▶ _EXERCISE_: Copy the lines starting at the one containing "Task: put a single marker on each instance of the apple" and ending at the one containing "[(40, 275), (162, 302)]", swapping "single marker" for "dot" and changing nothing else.

━━ MATERIAL TO PROCESS ━━

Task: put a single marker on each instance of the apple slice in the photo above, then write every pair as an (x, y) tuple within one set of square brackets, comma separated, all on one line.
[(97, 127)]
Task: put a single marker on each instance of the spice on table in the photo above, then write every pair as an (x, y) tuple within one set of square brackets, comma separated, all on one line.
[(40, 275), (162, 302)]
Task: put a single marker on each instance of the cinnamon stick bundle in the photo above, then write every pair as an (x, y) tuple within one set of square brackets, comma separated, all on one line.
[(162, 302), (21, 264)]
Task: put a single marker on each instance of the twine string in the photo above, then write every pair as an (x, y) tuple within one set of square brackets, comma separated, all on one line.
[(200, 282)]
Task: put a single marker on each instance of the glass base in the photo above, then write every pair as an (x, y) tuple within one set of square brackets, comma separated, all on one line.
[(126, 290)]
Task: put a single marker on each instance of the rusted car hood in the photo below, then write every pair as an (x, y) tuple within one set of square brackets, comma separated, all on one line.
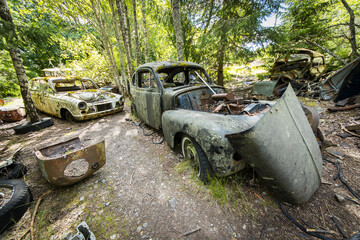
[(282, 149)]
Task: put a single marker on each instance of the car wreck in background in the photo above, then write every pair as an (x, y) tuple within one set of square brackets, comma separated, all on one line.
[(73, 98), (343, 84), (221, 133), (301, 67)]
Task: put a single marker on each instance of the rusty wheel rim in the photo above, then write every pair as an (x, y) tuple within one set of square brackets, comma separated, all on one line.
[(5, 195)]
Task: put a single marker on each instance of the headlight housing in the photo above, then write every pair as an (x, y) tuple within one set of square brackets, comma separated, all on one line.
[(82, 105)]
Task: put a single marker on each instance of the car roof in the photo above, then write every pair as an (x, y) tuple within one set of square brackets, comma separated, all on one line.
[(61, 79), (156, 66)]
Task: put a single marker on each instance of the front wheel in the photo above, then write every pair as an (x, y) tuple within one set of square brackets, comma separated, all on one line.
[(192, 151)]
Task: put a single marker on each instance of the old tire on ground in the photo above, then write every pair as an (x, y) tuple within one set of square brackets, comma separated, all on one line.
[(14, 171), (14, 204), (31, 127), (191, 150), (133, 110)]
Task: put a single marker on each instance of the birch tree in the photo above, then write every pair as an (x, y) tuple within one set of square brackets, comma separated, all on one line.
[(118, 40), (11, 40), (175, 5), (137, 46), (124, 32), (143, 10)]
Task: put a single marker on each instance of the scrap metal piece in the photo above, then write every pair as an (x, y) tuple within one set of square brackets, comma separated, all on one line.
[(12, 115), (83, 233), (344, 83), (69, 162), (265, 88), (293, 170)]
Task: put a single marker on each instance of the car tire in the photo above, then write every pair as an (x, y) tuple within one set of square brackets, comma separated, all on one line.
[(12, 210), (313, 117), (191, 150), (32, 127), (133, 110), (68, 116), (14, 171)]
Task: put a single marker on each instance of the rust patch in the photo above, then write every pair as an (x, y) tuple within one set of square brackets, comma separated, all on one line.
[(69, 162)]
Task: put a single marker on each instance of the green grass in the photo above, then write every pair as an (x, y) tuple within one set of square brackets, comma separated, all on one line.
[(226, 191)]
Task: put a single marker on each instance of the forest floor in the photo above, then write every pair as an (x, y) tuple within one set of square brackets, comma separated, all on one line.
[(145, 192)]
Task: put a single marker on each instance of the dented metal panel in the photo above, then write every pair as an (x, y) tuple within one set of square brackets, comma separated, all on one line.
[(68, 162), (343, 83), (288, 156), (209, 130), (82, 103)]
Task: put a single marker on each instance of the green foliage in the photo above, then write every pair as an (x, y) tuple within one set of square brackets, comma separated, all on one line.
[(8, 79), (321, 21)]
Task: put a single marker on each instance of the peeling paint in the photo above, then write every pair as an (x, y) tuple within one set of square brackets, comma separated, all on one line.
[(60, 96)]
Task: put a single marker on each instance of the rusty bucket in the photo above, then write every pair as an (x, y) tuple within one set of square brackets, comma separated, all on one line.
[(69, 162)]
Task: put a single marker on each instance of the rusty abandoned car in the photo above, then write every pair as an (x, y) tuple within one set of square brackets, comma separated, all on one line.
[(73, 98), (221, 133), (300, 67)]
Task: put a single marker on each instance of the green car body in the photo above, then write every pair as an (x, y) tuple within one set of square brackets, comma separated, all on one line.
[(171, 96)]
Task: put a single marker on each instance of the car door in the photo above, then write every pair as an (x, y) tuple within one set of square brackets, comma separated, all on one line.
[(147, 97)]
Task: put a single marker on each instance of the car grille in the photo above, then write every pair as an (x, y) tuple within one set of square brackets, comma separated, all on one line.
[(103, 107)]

━━━
━━ MATERIAL TO PROCESS ━━

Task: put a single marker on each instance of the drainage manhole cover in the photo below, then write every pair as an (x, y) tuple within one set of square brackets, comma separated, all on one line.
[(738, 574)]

━━━

▶ _SOLUTION_:
Task: put a dot on each instance of the apple slice in the photo above, then write every pair as an (x, y) tuple within one set of square brackets, comma separated, all on one line.
[(97, 127)]
Task: put a dot on each instance of the spice on table in the photo above, then write every pair as an (x, y) tuple within one set of square brackets, comma separated, all on one line.
[(40, 275), (162, 302)]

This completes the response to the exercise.